Q5K: Quake level viewer in 5K LUTs on a low cost, low power ice40 up5k #fpga! Custom #GPU, @risc_v CPU and SOC, capable of rendering #Quake's level with lightmaps.
How? Thread 👇
(Written in #Silice, here running on the #mch2022 badge fpga)
The (tiny) GPU is my DMC-1 (Doom-Meets-Comanche) GPU, which also powers the Doomchip-onice demos (remember? Doom with a terrain!!).
It targets the ice40 UP5K, an entry-level fpga with great support from the Open Source toolchain #yosys/#nextpnr. 2/n
There were four main hardware changes to enable Quake level rendering: 1) 32-bits per-column depth, 2) streaming of level data from QPI memory (SPIflash on icebreaker, PSRAM on mch2022 badge), 3) multi-texturing for lightmaps (!!)

*What you need to do*:
(1) Copy the Quake viewer thread, from "It targets the" up to and including "for lightmaps (!!)".
(2) Render this sentence from the Quake viewer thread in Spanish: "It targets the ice40 UP5K, an entry-level fpga with great support from the Open Source toolchain #yosys/#nextpnr."

*Data records*:
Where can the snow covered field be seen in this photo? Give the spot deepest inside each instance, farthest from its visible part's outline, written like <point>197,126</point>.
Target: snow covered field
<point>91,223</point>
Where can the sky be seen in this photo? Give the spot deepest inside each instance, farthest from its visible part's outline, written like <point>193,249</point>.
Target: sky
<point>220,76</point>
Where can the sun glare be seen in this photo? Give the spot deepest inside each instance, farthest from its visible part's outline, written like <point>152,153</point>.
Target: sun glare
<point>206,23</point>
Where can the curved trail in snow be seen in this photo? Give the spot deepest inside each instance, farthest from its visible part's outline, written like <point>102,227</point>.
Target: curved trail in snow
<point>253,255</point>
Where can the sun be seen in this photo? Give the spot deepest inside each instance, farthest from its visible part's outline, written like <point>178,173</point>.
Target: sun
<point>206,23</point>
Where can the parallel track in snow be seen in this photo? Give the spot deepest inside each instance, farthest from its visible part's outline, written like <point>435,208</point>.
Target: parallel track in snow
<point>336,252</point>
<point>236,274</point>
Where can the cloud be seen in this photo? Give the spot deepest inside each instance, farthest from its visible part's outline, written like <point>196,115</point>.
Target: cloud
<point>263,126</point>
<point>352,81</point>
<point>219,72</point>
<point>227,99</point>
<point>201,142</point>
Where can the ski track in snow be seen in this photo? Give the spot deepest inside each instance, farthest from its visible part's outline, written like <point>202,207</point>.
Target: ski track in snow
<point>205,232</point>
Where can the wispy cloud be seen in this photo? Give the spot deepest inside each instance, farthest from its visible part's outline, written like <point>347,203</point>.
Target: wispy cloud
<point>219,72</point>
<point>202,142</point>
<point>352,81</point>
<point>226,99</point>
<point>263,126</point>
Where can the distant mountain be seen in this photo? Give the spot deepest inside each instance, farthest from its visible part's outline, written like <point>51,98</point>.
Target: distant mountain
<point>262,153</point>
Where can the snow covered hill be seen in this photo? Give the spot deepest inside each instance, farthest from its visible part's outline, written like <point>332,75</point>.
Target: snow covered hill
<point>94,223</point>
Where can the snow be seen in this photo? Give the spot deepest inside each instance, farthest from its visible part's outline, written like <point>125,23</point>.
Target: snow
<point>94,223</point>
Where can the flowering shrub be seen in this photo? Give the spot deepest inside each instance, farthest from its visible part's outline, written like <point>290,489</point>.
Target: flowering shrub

*Answers to the exercise*:
(1)
It targets the ice40 UP5K, an entry-level fpga with great support from the Open Source toolchain #yosys/#nextpnr. 2/n
There were four main hardware changes to enable Quake level rendering: 1) 32-bits per-column depth, 2) streaming of level data from QPI memory (SPIflash on icebreaker, PSRAM on mch2022 badge), 3) multi-texturing for lightmaps (!!)

(2) Está pensada para la ice40 UP5K, una fpga de nivel básico con un gran soporte por parte de la cadena de herramientas de código abierto #yosys/#nextpnr.